# [WHAT THIS TASK INVOLVES]
From the first line to the last, output the material exactly.

Segment Start: RECORDS TO PROCESS

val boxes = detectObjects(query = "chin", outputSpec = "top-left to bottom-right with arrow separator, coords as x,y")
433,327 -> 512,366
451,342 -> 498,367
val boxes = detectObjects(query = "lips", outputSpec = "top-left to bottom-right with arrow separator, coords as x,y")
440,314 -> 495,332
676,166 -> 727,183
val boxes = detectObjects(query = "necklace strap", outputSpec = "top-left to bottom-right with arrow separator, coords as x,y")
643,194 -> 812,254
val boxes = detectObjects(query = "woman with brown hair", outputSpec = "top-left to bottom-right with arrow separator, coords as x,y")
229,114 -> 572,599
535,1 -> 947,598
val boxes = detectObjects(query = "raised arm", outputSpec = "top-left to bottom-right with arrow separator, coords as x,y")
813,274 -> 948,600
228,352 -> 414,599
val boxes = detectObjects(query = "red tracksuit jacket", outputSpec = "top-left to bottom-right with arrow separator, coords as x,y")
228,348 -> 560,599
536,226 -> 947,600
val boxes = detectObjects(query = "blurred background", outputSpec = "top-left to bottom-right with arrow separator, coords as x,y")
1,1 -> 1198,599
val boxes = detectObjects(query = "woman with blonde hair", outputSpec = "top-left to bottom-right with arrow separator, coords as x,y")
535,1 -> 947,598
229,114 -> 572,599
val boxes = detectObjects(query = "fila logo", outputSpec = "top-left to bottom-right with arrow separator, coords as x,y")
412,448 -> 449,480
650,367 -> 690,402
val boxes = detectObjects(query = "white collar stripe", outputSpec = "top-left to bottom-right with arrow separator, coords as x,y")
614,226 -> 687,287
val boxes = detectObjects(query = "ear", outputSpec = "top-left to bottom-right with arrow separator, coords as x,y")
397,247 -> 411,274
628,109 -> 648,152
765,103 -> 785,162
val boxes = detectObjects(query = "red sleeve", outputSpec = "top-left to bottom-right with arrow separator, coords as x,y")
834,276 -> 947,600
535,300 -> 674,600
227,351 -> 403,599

Segment End: RECORDS TO PROCESS

# [SOLUTION TO THIS PROBLEM]
val boxes = detectObjects(query = "chin", outputSpec = "top-left to bottom-right with arrow separator, coords as x,y")
433,327 -> 512,366
451,342 -> 498,367
val boxes = detectObjects(query = "lips", outputSpec = "top-left to bottom-right with arrow separator, coords as x,y")
440,314 -> 495,332
676,166 -> 727,183
val boxes = detectObjects(query = "necklace strap", outputSpec = "top-left to bottom-right with arrow separator, coords as x,y")
643,194 -> 812,254
val boxes = detectObjects(query = "woman with brown hair", outputSpec = "top-left to bottom-right with arrow separator, coords as x,y")
229,114 -> 572,599
535,1 -> 947,598
val boxes = detectObjects(query = "raised arm", outputSpec = "top-left to bottom-right with arrow separator, coords as x,y")
813,274 -> 948,600
228,352 -> 414,599
val boxes = detectObjects(query = "red tracksuit jacket", outputSpec = "top-left to bottom-right with arrow separator, coords as x,y")
228,348 -> 560,599
536,226 -> 947,600
val boxes = detectObjects(query = "blurred background", outputSpec = "top-left to bottom-right with arrow separator, coords as x,y")
1,1 -> 1198,599
val boxes = detectObjects(query = "woman with blonde hair", outputSpec = "top-left to bottom-right with arrow separator, coords as x,y")
535,1 -> 947,598
229,114 -> 572,599
val boxes = detectObjects(query = "fila logo", outputSpec = "top-left to bottom-right with arrow separator, coords as x,y")
412,448 -> 449,480
650,367 -> 690,402
val boxes = detectObjects(query = "white collar stripe", outputSpec = "top-left to bottom-right with arrow separator, coords as x,y")
614,226 -> 687,287
val boxes = detectObjects(query = "ear", outputSpec = "top-left to bottom-right with arrow separator, coords as x,y")
397,247 -> 411,274
628,109 -> 648,152
765,103 -> 785,162
val boxes = detectObjects(query = "red sleeve", outputSpec = "top-left to bottom-right with arrow separator, coords as x,y")
834,276 -> 947,600
535,300 -> 674,600
227,351 -> 403,599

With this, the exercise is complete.